EXERCISE INSTRUCTIONS - Set down each line of the records once more, precisely, and omit the pictures.

━━ AVAILABLE DATA ━━

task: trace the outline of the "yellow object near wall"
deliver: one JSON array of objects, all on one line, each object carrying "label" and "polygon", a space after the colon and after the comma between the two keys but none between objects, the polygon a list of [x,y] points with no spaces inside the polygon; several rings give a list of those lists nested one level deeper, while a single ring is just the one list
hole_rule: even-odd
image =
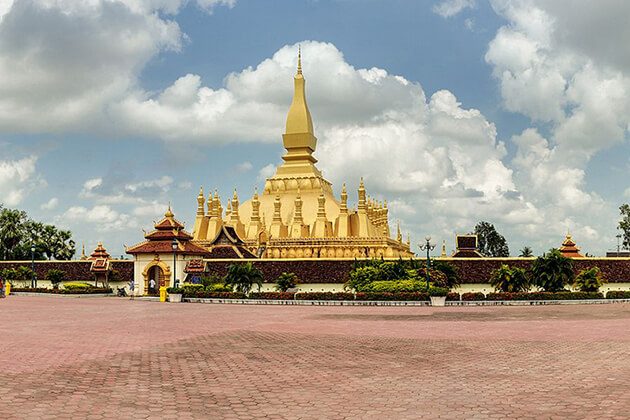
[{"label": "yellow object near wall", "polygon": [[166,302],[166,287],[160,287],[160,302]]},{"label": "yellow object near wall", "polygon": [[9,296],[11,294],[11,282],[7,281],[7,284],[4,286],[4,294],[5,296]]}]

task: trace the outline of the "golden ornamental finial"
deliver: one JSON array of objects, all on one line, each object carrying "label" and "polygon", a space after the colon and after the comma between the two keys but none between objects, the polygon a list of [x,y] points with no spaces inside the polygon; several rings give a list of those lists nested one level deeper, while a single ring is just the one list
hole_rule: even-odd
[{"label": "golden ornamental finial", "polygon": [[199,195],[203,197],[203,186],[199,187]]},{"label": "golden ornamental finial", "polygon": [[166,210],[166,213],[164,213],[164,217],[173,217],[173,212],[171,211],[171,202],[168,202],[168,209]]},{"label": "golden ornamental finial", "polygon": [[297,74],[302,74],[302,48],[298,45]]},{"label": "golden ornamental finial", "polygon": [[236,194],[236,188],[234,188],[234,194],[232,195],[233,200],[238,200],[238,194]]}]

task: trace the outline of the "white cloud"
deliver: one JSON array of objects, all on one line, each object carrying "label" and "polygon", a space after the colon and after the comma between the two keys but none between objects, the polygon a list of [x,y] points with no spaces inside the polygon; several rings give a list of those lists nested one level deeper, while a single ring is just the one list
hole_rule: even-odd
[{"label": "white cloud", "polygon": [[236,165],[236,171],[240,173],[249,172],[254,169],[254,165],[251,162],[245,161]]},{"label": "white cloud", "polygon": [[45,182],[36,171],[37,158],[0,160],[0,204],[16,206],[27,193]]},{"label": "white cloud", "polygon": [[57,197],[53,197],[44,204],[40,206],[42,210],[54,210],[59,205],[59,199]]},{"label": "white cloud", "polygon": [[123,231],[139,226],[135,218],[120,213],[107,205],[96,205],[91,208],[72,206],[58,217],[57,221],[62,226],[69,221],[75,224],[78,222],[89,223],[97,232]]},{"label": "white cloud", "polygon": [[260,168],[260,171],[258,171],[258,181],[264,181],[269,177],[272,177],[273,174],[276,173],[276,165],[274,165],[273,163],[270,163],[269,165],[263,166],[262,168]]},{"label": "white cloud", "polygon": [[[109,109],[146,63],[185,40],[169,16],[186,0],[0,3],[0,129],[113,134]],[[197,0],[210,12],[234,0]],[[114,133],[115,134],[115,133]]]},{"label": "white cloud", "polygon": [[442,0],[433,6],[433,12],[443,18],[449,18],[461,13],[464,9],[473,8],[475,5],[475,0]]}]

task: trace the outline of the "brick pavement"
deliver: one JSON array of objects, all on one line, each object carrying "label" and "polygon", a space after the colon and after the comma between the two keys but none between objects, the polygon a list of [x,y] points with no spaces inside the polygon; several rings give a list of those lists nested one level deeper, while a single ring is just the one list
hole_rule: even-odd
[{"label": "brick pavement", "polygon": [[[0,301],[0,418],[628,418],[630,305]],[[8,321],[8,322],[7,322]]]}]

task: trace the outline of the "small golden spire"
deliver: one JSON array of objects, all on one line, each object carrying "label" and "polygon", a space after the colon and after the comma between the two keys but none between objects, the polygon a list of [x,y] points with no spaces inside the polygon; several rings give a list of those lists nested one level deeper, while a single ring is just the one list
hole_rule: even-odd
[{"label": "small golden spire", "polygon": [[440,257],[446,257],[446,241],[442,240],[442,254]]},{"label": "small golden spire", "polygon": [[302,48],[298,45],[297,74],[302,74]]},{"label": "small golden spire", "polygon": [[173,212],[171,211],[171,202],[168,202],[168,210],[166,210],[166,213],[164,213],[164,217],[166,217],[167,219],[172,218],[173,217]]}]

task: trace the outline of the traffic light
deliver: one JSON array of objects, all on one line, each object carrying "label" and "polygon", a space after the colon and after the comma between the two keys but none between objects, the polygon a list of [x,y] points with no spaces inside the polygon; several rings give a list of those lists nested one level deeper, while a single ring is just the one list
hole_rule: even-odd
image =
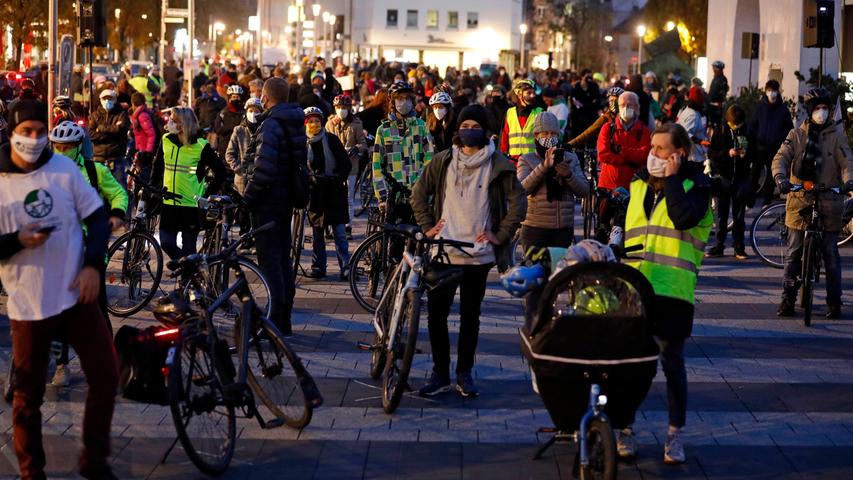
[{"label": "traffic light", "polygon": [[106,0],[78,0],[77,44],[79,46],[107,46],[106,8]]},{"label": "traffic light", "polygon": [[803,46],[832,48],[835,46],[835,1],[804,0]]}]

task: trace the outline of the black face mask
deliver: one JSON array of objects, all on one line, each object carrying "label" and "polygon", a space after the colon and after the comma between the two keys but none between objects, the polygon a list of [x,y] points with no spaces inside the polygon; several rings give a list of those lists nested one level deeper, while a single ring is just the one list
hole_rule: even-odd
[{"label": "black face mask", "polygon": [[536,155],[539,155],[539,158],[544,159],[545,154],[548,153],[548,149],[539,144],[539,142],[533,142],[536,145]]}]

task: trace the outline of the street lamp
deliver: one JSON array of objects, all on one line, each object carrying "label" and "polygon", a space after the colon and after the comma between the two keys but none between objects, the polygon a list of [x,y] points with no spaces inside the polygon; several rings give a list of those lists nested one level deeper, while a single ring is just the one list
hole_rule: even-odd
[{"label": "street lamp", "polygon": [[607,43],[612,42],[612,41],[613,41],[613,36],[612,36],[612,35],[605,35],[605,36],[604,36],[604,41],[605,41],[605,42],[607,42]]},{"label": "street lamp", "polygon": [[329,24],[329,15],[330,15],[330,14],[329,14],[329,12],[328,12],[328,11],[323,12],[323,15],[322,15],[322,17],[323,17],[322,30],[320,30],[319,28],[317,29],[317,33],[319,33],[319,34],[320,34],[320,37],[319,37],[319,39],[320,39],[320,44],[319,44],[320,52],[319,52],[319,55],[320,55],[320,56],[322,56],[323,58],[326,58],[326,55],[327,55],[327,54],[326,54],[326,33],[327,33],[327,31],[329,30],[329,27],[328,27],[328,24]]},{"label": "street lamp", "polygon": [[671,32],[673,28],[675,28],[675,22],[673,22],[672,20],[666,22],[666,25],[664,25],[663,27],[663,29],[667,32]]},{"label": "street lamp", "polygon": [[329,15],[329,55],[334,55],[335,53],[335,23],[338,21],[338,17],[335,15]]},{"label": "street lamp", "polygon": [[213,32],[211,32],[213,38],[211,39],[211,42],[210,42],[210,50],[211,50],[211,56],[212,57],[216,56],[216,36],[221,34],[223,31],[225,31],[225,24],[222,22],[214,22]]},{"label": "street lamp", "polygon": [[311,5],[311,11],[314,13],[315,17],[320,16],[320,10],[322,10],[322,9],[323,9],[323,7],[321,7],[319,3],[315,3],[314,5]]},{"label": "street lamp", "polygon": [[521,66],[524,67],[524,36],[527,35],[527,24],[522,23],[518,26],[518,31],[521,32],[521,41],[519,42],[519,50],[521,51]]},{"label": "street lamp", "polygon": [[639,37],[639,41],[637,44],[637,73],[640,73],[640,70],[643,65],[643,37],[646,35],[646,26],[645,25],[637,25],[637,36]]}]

━━━

SOLUTION TO THIS TASK -
task: trace the outline of the "yellow object near wall"
deliver: one JSON array of objects, all on one line, each object carrying "label" and "polygon", a space after the colon and after the comma between the two keys but none between objects, the polygon a list of [x,y] points with no spaces inside the polygon; several rings give a list of those lists nested one level deeper, while a single ring is just the one list
hole_rule: even-odd
image =
[{"label": "yellow object near wall", "polygon": [[166,302],[166,287],[160,287],[160,302]]},{"label": "yellow object near wall", "polygon": [[9,296],[11,294],[11,282],[7,281],[7,284],[4,286],[4,294],[5,296]]}]

task: trace the outline of the "golden ornamental finial"
deliver: one JSON array of objects, all on one line, each object carrying "label" and "polygon", a space after the colon and after the comma between the two keys but none between objects, the polygon a list of [x,y] points with no spaces inside the polygon; several rings give a list of those lists nested one level deeper, while a single ring is just the one list
hole_rule: even-odd
[{"label": "golden ornamental finial", "polygon": [[199,195],[203,197],[203,186],[199,187]]},{"label": "golden ornamental finial", "polygon": [[166,210],[166,213],[164,213],[164,217],[173,217],[173,212],[171,211],[171,202],[168,202],[168,209]]},{"label": "golden ornamental finial", "polygon": [[297,74],[302,74],[302,48],[298,45]]},{"label": "golden ornamental finial", "polygon": [[236,194],[236,188],[234,188],[234,194],[232,195],[233,200],[238,200],[238,194]]}]

task: trace the outline of the "white cloud"
deliver: one JSON array of objects, all on one line, each object carrying "label" and "polygon", a space after the colon and after the comma between the two keys but none between objects, the polygon a list of [x,y] points with no spaces inside the polygon; several rings give a list of those lists nested one level deeper, while a single ring is just the one list
hole_rule: even-odd
[{"label": "white cloud", "polygon": [[236,165],[236,171],[240,173],[249,172],[254,169],[254,165],[251,162],[245,161]]},{"label": "white cloud", "polygon": [[45,182],[36,171],[37,158],[0,160],[0,204],[16,206],[27,193]]},{"label": "white cloud", "polygon": [[57,197],[53,197],[44,204],[40,206],[42,210],[54,210],[59,205],[59,199]]},{"label": "white cloud", "polygon": [[123,231],[139,226],[135,218],[120,213],[107,205],[96,205],[91,208],[72,206],[58,217],[57,221],[62,226],[69,221],[75,224],[78,222],[89,223],[97,232]]},{"label": "white cloud", "polygon": [[260,168],[260,171],[258,171],[258,181],[264,181],[269,177],[272,177],[273,174],[276,173],[276,165],[274,165],[273,163],[270,163],[269,165],[263,166],[262,168]]},{"label": "white cloud", "polygon": [[[109,109],[146,63],[185,40],[169,16],[186,0],[0,3],[0,129],[113,134]],[[197,0],[210,12],[234,0]],[[114,133],[115,134],[115,133]]]},{"label": "white cloud", "polygon": [[442,0],[433,6],[433,12],[443,18],[449,18],[461,13],[464,9],[473,8],[475,5],[475,0]]}]

task: trace the outline of the "brick pavement"
deliver: one JSON array of objects, all on one line, each object carrying "label" and "polygon", a space after the colon and after the comma between the two keys but none between objects, the polygon a list of [x,y] points with no spaces inside the polygon; several rings give a list of those lists nested one level deeper, while a single ring is just the one list
hole_rule: even-odd
[{"label": "brick pavement", "polygon": [[[0,301],[0,418],[628,418],[630,305]],[[8,321],[8,322],[7,322]]]}]

task: trace the outline of the "small golden spire"
deliver: one JSON array of objects, all on one line, each object carrying "label" and "polygon", a space after the colon and after the comma between the two keys but none between objects, the polygon a list of [x,y] points with no spaces inside the polygon; several rings give a list of those lists nested one level deeper, while a single ring is just the one list
hole_rule: even-odd
[{"label": "small golden spire", "polygon": [[440,257],[446,257],[446,241],[442,240],[442,254]]},{"label": "small golden spire", "polygon": [[302,48],[298,45],[297,74],[302,74]]},{"label": "small golden spire", "polygon": [[173,212],[171,211],[171,202],[168,202],[168,210],[166,210],[166,213],[164,213],[164,217],[166,217],[167,219],[172,218],[173,217]]}]

task: trace the outline of the traffic light
deliver: one JSON array of objects, all on one line, each object carrying "label" and "polygon", a space after the colon and after the comma between the two keys but none between objects, the polygon a list of [x,y] points with no spaces inside the polygon; several rings give a list of those lists nested one level deeper, while a single ring is just the one list
hole_rule: even-odd
image =
[{"label": "traffic light", "polygon": [[106,0],[78,0],[77,44],[79,46],[107,46],[106,8]]},{"label": "traffic light", "polygon": [[803,46],[832,48],[835,46],[835,1],[804,0]]}]

task: trace the outline of the black face mask
deliver: one JSON array of objects, all on one line, each object carrying "label" and "polygon", a space after the colon and after the comma between the two keys but none between objects, the polygon a list of [x,y] points with no spaces inside the polygon; several rings give a list of those lists nested one level deeper, while a single ring is just the one list
hole_rule: even-odd
[{"label": "black face mask", "polygon": [[536,155],[539,155],[539,158],[544,159],[545,154],[548,153],[548,149],[539,144],[539,142],[533,142],[536,145]]}]

task: trace the outline of the street lamp
deliver: one JSON array of objects, all on one line, each object carrying "label" and "polygon", a space after the colon and after the comma between the two keys but none between objects, the polygon a list of [x,y] points with no spaces inside the polygon; several rings give a list of those lists nested one level deeper, while a single ring is just the one list
hole_rule: even-odd
[{"label": "street lamp", "polygon": [[607,43],[612,42],[612,41],[613,41],[613,36],[612,36],[612,35],[605,35],[605,36],[604,36],[604,41],[605,41],[605,42],[607,42]]},{"label": "street lamp", "polygon": [[329,24],[329,15],[330,15],[330,14],[329,14],[329,12],[328,12],[328,11],[323,12],[323,15],[322,15],[322,17],[323,17],[322,30],[320,30],[319,28],[317,29],[317,33],[319,33],[319,34],[320,34],[320,37],[319,37],[319,39],[320,39],[320,44],[319,44],[320,52],[319,52],[319,55],[320,55],[320,56],[322,56],[323,58],[326,58],[326,55],[327,55],[327,54],[326,54],[326,33],[327,33],[327,31],[329,30],[329,27],[328,27],[328,24]]},{"label": "street lamp", "polygon": [[671,32],[673,28],[675,28],[675,22],[673,22],[672,20],[666,22],[666,25],[664,25],[663,27],[663,29],[667,32]]},{"label": "street lamp", "polygon": [[329,15],[329,55],[334,55],[335,53],[335,23],[338,21],[338,17],[335,15]]},{"label": "street lamp", "polygon": [[213,32],[211,32],[213,38],[211,39],[211,42],[210,42],[210,50],[211,50],[211,56],[212,57],[216,56],[216,36],[221,34],[223,31],[225,31],[225,24],[222,22],[214,22]]},{"label": "street lamp", "polygon": [[311,5],[311,11],[314,13],[315,17],[320,16],[320,10],[322,10],[322,9],[323,9],[323,7],[321,7],[319,3],[315,3],[314,5]]},{"label": "street lamp", "polygon": [[521,66],[524,67],[524,36],[527,35],[527,24],[522,23],[518,26],[518,31],[521,32],[521,41],[519,42],[519,50],[521,51]]},{"label": "street lamp", "polygon": [[639,37],[639,41],[637,44],[637,73],[640,73],[640,70],[643,65],[643,37],[646,35],[646,26],[645,25],[637,25],[637,36]]}]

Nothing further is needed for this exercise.